** Opening Selected text block **

A Government-backed study into the potential health risks posed by incinerators could derail a raft of key projects, experts warned ahead of a crucial ministerial decision on a proposed energy-from-waste plant in Norfolk.
The Health Protection Agency (HPA) confirmed it was working with scientists to draw up “detailed proposals” for a study into birth outcomes around waste incinerators.
Campaigners against the £500m King’s Lynn power and recycling facility said ministers should wait until such a study was completed before deciding whether to back the proposals.
While this is thought to be unlikely, industry figures said uncertainty about the HPA’s stance could make it harder to get incinerators through planning.
Grant Thornton director Nigel Mattravers said: “It is disappoint-ing. Previous [Government-backed studies] were largely thought to definitively prove there are no serious health problems.
“It may not be helpful for the future if there is a piece of work which campaigners can say ‘we need to wait for this before a decision is taken’.”
Mike Knights from Farmers Campaign, which opposes the Norfolk incinerator, said a number of scientific studies, including one in the well-regarded US National Library of Medicine in July 2010, cited links between health problems and incinerators.
“I think studies like that one in the US are making the HPA feel uncomfortable. The industry seems to think that the Waste Incinerator Directive wiped the slate clean. It doesn’t.”
The HPA, a non-departmental public body, refused to say when a decision would be taken on the study, first floated last May, or how long it would take if it went ahead.
A spokesman said: “The HPA’s position is that well run and regulated modern municipal waste incinerators are not a significant risk to public health.
“However, we recognise that there are real public concerns about this issue, and will take every possible step to reassure people that the position is as we have outlined.”
He added that discussions were ongoing with Imperial College London about “a potential study into birth outcomes around municipal waste incinerators and a detailed proposal for what would be a complex study is being drawn up”.
In 2009, the HPA declared that incinerators posed a significantly low threat to public health (mrw.co.uk/3005813.article).
- Veolia was been given the green light to build a controversial £60m energy-from-waste facility in Shropshire, despite the council’s planning committee unanimously rejecting the incinerator’s initial application in 2010.

** Closing Selected text block **
** Opening Dataset content block **

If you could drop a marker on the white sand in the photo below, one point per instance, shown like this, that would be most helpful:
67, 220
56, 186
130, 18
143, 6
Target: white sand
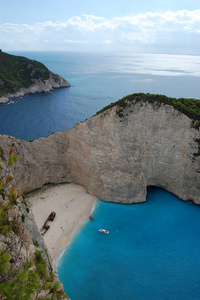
72, 205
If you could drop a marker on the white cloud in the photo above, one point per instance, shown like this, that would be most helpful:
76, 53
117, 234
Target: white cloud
75, 41
139, 29
108, 42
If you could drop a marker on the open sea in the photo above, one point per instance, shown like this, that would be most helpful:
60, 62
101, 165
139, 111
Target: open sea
153, 249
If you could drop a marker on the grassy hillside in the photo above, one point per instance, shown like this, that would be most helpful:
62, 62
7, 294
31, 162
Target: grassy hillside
19, 72
189, 107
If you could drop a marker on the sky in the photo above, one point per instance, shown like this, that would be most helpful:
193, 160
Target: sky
157, 26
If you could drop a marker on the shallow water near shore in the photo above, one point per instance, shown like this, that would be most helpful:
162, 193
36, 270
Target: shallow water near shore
152, 252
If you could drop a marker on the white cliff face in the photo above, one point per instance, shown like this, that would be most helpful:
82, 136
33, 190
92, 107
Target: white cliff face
117, 158
38, 86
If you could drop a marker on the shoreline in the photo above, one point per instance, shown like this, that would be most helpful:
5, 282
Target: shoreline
72, 205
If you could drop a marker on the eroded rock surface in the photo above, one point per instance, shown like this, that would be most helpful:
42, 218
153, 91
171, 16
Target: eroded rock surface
116, 158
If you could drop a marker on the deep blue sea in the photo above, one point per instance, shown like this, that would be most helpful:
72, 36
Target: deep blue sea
153, 249
97, 80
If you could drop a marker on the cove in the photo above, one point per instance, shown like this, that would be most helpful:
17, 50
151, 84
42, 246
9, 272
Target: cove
152, 252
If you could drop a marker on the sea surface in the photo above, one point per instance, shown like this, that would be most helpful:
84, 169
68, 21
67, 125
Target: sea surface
153, 249
96, 81
151, 253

** Closing Dataset content block **

To do -> Copy the stretch of the incinerator article from "The HPA, a non-departmental" through "to public health.", replacing "spokesman" with "representative".

Result of the exercise ->
The HPA, a non-departmental public body, refused to say when a decision would be taken on the study, first floated last May, or how long it would take if it went ahead.
A representative said: “The HPA’s position is that well run and regulated modern municipal waste incinerators are not a significant risk to public health.